** START OF Document extract **
Since coming to the San Francisco Bay Area, Ms. Lilly has been a soloist with
AVE, American Bach Soloists, Bay Choral Guild, Berkeley Early Music Festival,
California Bach Society, Chora Nova, City Concert Opera, Magnificat Baroque
Ensemble, MusicSources, New Music Works in Santa Cruz, S.F. Concert Chorale,
S.F. Renaissance Voices, and Sacramento Baroque. Her recordings include
three with the Waverly Consort on EMI, Handel and Vivaldi's Dixit Dominus with
the American Boychoir on Musical Heritage, Scarlatti's St. Cecilia Mass on
Newport Classic, Sowerby's Medieval Poem on Naxos, a German Baroque Christmas
with American Classical Orchestra on Musicmasters, and Orff's Carmina Burana
with the S.F. Concert Chorale.
** END OF Document extract **
> **Complete the following**
• 1. Write out the passage of the biography of Ms. Lilly starting with "Since coming to" and going on through "S.F. Concert Chorale.".
• 2. Name every record label that the biography of Ms. Lilly mentions.
• 3. Answer these from the biography of Ms. Lilly:
(a) Which ensemble made three recordings with her on EMI?
(b) Where is New Music Works located?
(c) Which orchestra recorded a German Baroque Christmas with her?
The listing isn't needed for any of this.
** START OF Stored data **
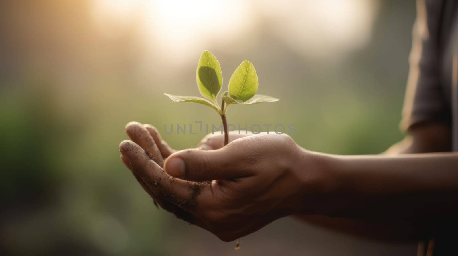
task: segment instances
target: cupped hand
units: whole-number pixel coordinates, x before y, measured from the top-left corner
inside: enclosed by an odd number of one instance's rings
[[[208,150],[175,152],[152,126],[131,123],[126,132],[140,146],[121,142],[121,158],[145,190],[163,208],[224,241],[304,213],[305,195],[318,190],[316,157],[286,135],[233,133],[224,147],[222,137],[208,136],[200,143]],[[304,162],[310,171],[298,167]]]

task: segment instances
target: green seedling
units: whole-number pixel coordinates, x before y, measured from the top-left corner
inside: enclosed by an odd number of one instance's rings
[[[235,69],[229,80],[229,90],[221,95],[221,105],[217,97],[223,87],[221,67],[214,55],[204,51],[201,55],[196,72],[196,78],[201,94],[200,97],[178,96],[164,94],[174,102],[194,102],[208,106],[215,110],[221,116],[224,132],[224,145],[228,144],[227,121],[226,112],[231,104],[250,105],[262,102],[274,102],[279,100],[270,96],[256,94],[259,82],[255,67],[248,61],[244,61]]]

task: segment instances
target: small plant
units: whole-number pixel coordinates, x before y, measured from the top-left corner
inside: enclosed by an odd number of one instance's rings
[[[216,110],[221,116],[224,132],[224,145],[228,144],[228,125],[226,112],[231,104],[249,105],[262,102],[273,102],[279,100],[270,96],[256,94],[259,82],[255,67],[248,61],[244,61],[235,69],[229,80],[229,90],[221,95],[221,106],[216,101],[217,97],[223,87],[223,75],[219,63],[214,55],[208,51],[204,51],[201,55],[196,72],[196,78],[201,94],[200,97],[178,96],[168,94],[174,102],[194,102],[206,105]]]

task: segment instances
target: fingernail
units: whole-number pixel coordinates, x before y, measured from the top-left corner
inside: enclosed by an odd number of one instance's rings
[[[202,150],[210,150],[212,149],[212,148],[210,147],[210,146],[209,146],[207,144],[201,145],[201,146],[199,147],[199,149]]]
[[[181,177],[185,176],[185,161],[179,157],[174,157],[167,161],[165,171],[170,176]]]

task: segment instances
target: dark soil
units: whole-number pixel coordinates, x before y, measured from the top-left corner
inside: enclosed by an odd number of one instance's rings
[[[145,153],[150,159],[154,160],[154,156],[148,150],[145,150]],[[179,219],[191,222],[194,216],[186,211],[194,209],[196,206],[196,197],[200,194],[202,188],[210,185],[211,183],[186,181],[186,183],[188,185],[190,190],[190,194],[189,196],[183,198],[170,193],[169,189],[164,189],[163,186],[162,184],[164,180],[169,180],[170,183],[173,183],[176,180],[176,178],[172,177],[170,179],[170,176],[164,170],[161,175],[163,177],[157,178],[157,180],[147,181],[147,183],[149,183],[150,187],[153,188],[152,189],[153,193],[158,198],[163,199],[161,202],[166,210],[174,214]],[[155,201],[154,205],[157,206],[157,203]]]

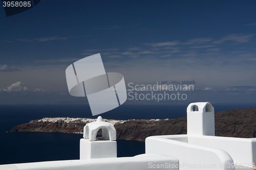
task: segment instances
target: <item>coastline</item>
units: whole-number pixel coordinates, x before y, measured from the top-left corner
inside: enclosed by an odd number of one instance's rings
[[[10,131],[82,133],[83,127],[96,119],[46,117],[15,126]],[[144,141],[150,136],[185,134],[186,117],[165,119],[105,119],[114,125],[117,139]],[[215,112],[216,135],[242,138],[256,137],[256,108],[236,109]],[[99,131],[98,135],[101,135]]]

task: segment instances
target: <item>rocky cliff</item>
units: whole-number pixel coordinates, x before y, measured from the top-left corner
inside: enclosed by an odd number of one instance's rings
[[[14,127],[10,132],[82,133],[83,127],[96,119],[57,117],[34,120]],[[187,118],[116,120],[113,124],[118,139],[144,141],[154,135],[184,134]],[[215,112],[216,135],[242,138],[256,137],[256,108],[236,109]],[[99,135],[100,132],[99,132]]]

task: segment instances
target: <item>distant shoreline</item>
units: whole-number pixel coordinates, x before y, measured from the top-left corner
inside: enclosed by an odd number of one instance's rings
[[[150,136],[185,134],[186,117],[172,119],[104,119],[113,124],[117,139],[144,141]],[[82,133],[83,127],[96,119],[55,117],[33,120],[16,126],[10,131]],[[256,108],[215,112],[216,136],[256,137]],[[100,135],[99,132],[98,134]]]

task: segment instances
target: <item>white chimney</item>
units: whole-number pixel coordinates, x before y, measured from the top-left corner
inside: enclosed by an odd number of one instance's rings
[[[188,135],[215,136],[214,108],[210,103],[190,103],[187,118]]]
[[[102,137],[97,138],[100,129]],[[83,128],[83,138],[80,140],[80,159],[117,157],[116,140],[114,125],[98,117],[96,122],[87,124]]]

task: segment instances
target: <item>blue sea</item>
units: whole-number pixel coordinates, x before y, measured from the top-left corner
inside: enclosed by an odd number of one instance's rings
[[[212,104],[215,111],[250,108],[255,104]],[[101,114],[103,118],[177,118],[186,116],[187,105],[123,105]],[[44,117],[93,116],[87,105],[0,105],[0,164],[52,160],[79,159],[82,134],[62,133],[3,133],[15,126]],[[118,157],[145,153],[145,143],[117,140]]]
** END OF Stored data **
> **Answers provided**
• 1.
Since coming to the San Francisco Bay Area, Ms. Lilly has been a soloist with
AVE, American Bach Soloists, Bay Choral Guild, Berkeley Early Music Festival,
California Bach Society, Chora Nova, City Concert Opera, Magnificat Baroque
Ensemble, MusicSources, New Music Works in Santa Cruz, S.F. Concert Chorale,
S.F. Renaissance Voices, and Sacramento Baroque. Her recordings include
three with the Waverly Consort on EMI, Handel and Vivaldi's Dixit Dominus with
the American Boychoir on Musical Heritage, Scarlatti's St. Cecilia Mass on
Newport Classic, Sowerby's Medieval Poem on Naxos, a German Baroque Christmas
with American Classical Orchestra on Musicmasters, and Orff's Carmina Burana
with the S.F. Concert Chorale.

• 2.
EMI
Musical Heritage
Newport Classic
Naxos
Musicmasters

• 3.
(a) The Waverly Consort
(b) Santa Cruz
(c) American Classical Orchestra